# WHAT YOU WILL DO
In the listing that follows, the lines starting at the one containing "the outstretched fingers" and ending at the one containing "Target: blonde hair" are to be returned exactly, both boundary lines included, and no others.

# DATA FOR THIS EXERCISE

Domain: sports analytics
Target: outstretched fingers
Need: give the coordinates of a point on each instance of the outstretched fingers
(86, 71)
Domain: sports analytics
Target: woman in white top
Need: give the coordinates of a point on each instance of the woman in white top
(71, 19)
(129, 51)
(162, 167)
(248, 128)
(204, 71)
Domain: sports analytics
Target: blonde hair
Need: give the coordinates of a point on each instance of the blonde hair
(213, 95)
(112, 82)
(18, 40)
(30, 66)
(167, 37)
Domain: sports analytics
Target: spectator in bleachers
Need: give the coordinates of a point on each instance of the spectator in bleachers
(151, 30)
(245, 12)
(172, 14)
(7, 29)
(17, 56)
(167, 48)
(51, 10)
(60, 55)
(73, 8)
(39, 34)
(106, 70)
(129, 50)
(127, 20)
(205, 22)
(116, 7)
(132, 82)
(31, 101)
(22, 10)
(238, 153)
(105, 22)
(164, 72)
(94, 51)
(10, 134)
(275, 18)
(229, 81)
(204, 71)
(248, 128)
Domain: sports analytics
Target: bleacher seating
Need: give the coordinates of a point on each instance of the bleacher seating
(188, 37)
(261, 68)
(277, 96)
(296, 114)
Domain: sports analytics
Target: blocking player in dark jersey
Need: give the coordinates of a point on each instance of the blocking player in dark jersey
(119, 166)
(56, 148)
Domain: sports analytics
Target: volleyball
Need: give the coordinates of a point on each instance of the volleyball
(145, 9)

# EXERCISE SOLUTION
Need: give the coordinates of a point on each instance of the outstretched fingers
(86, 71)
Domain: sports analytics
Target: woman in white top
Need: give the coordinates of a point on each instance of the woman in white top
(71, 19)
(129, 51)
(162, 167)
(248, 128)
(204, 71)
Domain: sports analytics
Target: blonde hair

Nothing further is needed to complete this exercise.